(Records from a point labeling set)

|---|

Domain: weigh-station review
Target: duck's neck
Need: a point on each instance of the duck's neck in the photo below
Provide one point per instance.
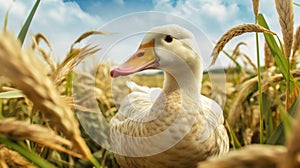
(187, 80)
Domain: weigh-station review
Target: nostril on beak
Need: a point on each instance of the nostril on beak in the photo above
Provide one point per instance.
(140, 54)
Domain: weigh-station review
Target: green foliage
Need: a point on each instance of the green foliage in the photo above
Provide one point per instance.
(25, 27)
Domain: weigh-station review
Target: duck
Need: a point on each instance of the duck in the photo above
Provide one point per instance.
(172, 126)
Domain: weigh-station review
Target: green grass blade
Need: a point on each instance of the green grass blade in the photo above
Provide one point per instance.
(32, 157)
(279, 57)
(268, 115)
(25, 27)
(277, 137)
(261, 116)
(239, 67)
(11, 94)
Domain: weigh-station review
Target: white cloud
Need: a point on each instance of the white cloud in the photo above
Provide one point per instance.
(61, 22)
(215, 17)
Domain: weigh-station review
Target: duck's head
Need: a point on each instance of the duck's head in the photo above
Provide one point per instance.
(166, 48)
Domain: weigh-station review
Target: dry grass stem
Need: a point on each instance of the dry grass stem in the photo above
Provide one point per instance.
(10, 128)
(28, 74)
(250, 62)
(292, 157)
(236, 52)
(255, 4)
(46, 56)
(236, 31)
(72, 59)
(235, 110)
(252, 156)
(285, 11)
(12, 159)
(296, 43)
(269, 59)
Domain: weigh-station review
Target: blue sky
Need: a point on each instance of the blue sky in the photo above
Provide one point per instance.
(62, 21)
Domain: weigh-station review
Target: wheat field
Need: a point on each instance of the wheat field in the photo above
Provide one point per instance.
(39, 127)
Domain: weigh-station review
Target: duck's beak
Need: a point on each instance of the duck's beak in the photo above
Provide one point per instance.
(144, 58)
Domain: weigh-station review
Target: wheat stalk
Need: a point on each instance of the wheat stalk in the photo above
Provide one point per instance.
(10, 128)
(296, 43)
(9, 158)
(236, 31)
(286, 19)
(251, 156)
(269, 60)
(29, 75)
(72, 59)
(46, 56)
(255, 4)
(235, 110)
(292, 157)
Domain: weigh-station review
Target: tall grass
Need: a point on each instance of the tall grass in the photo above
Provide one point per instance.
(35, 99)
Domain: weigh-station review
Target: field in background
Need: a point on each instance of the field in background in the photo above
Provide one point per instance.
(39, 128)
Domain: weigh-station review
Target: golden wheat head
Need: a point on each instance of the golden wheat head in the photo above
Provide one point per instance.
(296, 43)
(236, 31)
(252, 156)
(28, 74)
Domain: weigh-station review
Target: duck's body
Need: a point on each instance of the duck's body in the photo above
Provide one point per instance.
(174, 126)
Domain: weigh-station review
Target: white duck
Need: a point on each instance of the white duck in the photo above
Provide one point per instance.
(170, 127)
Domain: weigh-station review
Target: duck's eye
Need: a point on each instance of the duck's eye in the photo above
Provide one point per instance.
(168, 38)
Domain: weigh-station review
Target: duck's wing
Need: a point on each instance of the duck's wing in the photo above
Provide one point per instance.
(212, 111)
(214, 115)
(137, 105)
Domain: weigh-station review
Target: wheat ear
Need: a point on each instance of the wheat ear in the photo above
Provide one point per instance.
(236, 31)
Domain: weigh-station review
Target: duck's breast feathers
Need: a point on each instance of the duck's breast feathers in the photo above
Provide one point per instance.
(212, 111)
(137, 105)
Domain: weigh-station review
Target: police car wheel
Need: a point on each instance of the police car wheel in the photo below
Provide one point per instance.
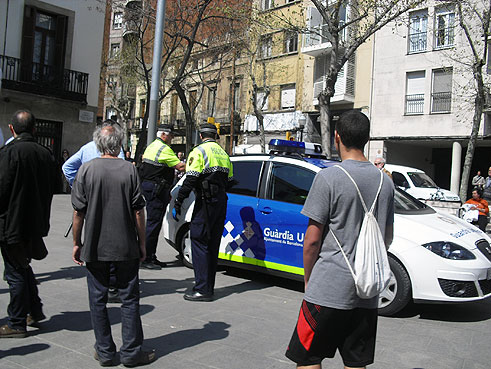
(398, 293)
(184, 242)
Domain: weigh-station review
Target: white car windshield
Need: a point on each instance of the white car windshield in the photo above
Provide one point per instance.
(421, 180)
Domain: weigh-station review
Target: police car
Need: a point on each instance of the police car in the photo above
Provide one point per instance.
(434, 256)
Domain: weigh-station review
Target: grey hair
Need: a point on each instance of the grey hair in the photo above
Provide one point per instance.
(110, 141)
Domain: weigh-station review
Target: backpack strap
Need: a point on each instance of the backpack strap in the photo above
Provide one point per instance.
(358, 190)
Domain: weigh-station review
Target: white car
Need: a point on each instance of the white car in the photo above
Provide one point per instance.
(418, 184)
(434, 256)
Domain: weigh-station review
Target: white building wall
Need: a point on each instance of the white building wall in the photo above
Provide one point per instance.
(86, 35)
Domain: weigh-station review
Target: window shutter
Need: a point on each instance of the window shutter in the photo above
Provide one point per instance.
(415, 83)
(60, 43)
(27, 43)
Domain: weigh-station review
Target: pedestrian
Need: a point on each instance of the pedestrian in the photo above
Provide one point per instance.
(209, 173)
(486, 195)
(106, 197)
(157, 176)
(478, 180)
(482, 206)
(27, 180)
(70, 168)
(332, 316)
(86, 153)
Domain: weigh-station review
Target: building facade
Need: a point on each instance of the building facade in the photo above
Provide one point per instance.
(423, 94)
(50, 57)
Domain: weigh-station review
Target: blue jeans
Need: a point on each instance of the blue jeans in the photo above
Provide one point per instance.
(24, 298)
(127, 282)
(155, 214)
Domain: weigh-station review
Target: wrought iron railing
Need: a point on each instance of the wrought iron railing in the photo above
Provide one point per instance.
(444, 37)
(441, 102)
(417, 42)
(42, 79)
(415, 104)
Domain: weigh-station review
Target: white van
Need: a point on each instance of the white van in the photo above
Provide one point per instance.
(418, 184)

|---|

**REQUEST:**
Without the pictures, return the entries exactly as they appear.

**FINAL RESULT:**
Domain: weigh-station review
Target: duck's neck
Need: a point on each instance of the duck's neck in the photo below
Provide one point per instance.
(187, 80)
Domain: weigh-station review
Target: nostril on beak
Need: a point on each instance of the nostril on beak in the photo above
Provide one point per instance.
(140, 54)
Domain: weigh-station review
Target: green foliage
Need: a point on each instance of the green foliage in the photo above
Provide one point per instance.
(25, 27)
Domain: weigh-station review
Target: duck
Need: a point on each instance of the duck in the photo above
Provide one point per instance.
(172, 126)
Domain: weigh-station review
Target: green grass blade
Need: a point on each instance of the green grass blade in the photo above
Provide one point per instance.
(32, 157)
(279, 57)
(268, 115)
(25, 27)
(277, 137)
(261, 116)
(239, 67)
(11, 94)
Domain: weigh-station review
Target: white cloud
Need: a point on each instance of the white cloud in the photo above
Provide one point per instance.
(61, 22)
(215, 17)
Domain: weigh-station review
Target: duck's head
Need: a point on each instance of the duck's head in the photo above
Provide one point per instance.
(166, 48)
Domain: weigh-station review
Target: dry grass stem
Need: a point on each instance of the dry grass stem in the photo above
Provide one point per instance.
(10, 128)
(28, 74)
(250, 62)
(292, 157)
(236, 52)
(255, 4)
(46, 56)
(236, 31)
(72, 59)
(235, 110)
(252, 156)
(285, 11)
(12, 159)
(296, 43)
(269, 59)
Domain: weigh-station review
Target: blue sky
Need: a point on each instance of the blue sky in the photo above
Provide one point per instance.
(62, 21)
Domain: weigh-station review
Target: wheat field
Need: a point on each instance of the wheat field in the photo above
Provide one point per instance.
(39, 127)
Domain: weigh-station review
Target: duck's beak
Need: a point on each instance of the duck's beak in the photo above
Provide one point per instance.
(144, 58)
Domain: weigh-station review
Target: wheat stalk
Need: a point on each instance of the wheat stalk in the photo above
Provide one point per instance.
(10, 128)
(296, 43)
(9, 158)
(236, 31)
(286, 19)
(251, 156)
(269, 60)
(29, 75)
(72, 59)
(46, 56)
(255, 4)
(235, 110)
(292, 157)
Domain: weigh-station review
Target: tall grass
Need: a point on each instance of the tall grass in the photo above
Provide one point per instance.
(35, 99)
Domain: weigh-station review
Target: field in background
Need: a point on each instance of the field in background in the photo above
Provide one point per instance.
(39, 128)
Domain: weigh-station review
Target: golden wheat head
Need: a point on each instance of the golden wheat head in the photo above
Provide one point per instance.
(296, 43)
(236, 31)
(252, 156)
(28, 74)
Domain: weigh-station review
Target: duck's body
Need: a point on each instance of the duck's body in the photo above
Provide one point per instance.
(174, 126)
Domain: weigh-station review
Target: white duck
Need: a point on each instance of the white duck in the photo above
Provide one point per instance.
(170, 127)
Domain: weigh-station review
Target: duck's eye
Need: a point on each instance of the duck's eye in the photo above
Provide one point per instance.
(168, 38)
Domain: weigh-station review
Target: duck's wing
Need: a point on each instance of the duck's wing in the photo above
Provide one point per instance.
(212, 111)
(214, 115)
(137, 105)
Domain: weigh-station review
Target: wheat ear
Need: a point on each instance of the wheat ear in the photo above
Provide one point per instance.
(236, 31)
Domain: weigh-station review
Target: duck's breast feathers
Need: a point on each instance of the duck's breast feathers in the photo above
Provide one point per instance.
(212, 111)
(137, 105)
Domain: weigh-station review
Target: police car wheel
Need: a point on each instance of the police car wheel in the photo below
Provide one point per instance.
(398, 293)
(184, 242)
Domain: weigh-station review
Target: white car windshield
Need: a point on each instance of the white car windshield in the photo above
Provide one point per instance.
(421, 180)
Domain: weigh-station review
Target: police car
Need: a point on each instance of the police car in the photo above
Provide one point per instance.
(434, 256)
Domain: weigh-station review
Target: grey hair
Need: a point on each instance of the grey hair in the photo above
Provide one point per instance.
(110, 141)
Domain: weigh-station review
Target: backpack strap
Need: a point on each instance of the backpack strap in the photo above
Provide one point per instance.
(358, 190)
Domain: weigh-station review
Target: white car
Need: a point on each instance of the white car in the photo above
Provide one point per instance.
(418, 184)
(434, 256)
Domain: weigh-station review
Target: white building wall
Need: a point on each instance of the white building wall in the photo above
Provide one point per instance.
(86, 35)
Domain: weigh-station review
Target: window shutter
Need: a point on each instance of the window shutter in the photo above
Provide one point per instance.
(415, 83)
(60, 43)
(27, 43)
Domain: weigh-station review
Target: pedestrian
Need: a point on each instance of the pedestrian in the photo above
Provide one point per instance.
(209, 173)
(486, 195)
(106, 197)
(157, 176)
(478, 180)
(482, 206)
(27, 180)
(70, 168)
(332, 316)
(86, 153)
Domain: weigh-station review
Target: building facade
Need: a point on each instance of the building facade in the photo above
Provide one point per instance.
(423, 94)
(50, 57)
Domain: weigh-station review
Target: blue jeans
Need: a point on each instance of the blue jeans in the photo above
Provide one point per instance.
(24, 298)
(127, 282)
(155, 214)
Domain: weigh-station review
Target: wrought iron railing
Need: a point on each instance of the wrought iron railing in the photo above
Provide one point per instance.
(444, 37)
(441, 102)
(417, 42)
(42, 79)
(415, 104)
Domain: weigh-station review
Target: white van
Need: a point on each instance of the white van in the photo above
Provide one point per instance.
(418, 184)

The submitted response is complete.